**EXERCISE REQUIREMENTS**
Rewrite the records below as a numbered list, leaving out blank lines and the pictures.

═════ EXTRACTED DATA

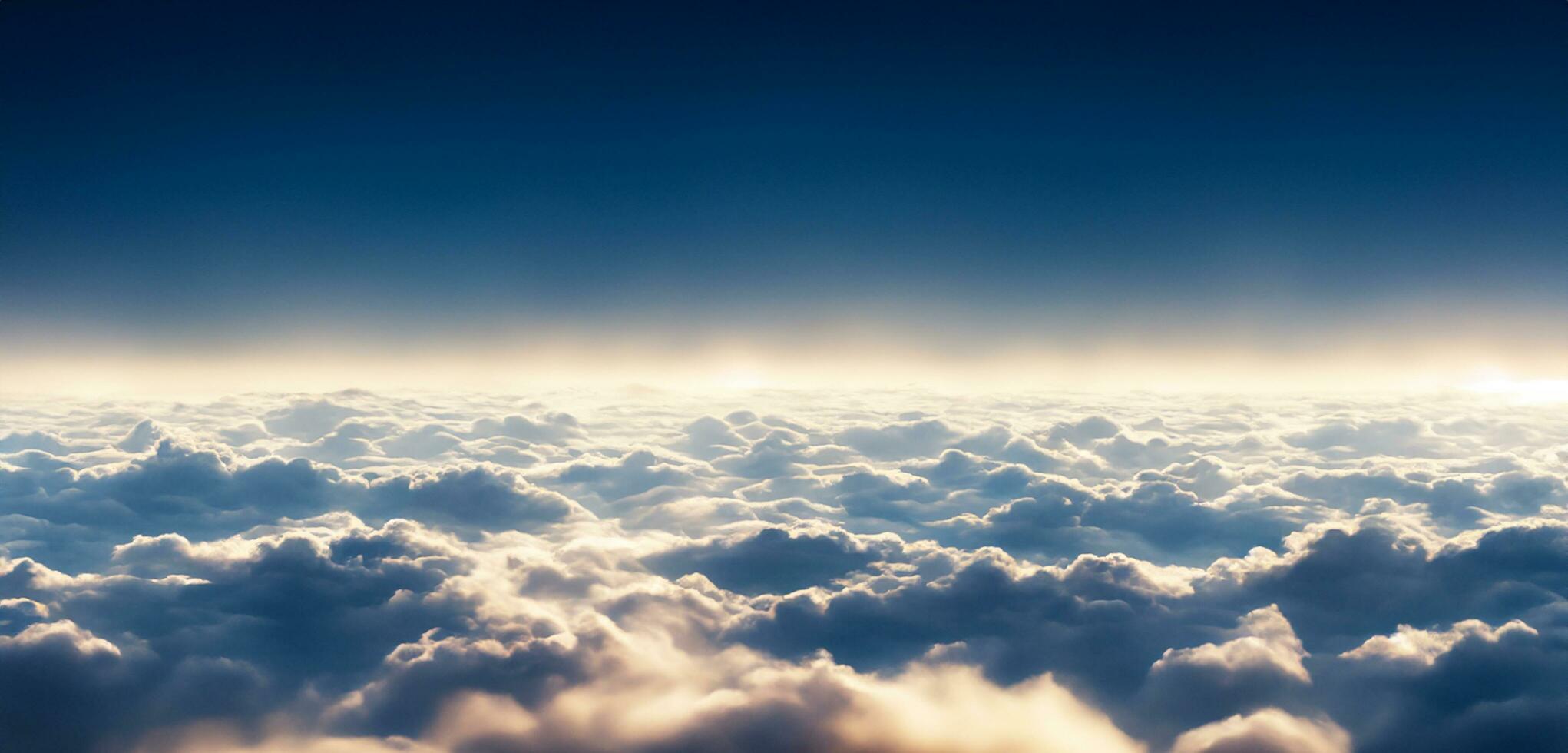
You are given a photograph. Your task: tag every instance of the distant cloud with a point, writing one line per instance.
(829, 572)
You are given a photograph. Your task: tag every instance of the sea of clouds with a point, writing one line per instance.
(827, 572)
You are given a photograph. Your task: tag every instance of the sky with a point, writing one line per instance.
(270, 177)
(468, 377)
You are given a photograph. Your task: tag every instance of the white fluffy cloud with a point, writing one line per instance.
(781, 572)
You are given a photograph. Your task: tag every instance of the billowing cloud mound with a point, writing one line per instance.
(782, 572)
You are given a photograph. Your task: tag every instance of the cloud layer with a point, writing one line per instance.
(896, 572)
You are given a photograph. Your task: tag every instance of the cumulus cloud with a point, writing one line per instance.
(781, 572)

══════════

**ANSWER**
1. You are given a photograph. Your task: tag every instance of the distant cloud with a point, writing one line per instance.
2. (829, 572)
3. You are given a photograph. Your task: tag every instance of the sea of clouds with a point, writing one line per instance.
4. (827, 572)
5. You are given a photograph. Your task: tag every instance of the sky with a point, writing one line per instance.
6. (270, 177)
7. (468, 377)
8. You are given a photograph. Your task: tag every instance of the white fluffy cloud with a point, writing one line per instance.
9. (781, 572)
10. You are given a photograph. Your task: tag every instance of the billowing cloud mound with a point, writing one line per instance.
11. (782, 572)
12. You are given a photograph. Your task: tag every instance of the cloud layer with a point, writing one line per instance.
13. (896, 572)
14. You are given a photograph. Your task: tag every instance of the cumulus cloud with a point, writing one line per instance.
15. (781, 572)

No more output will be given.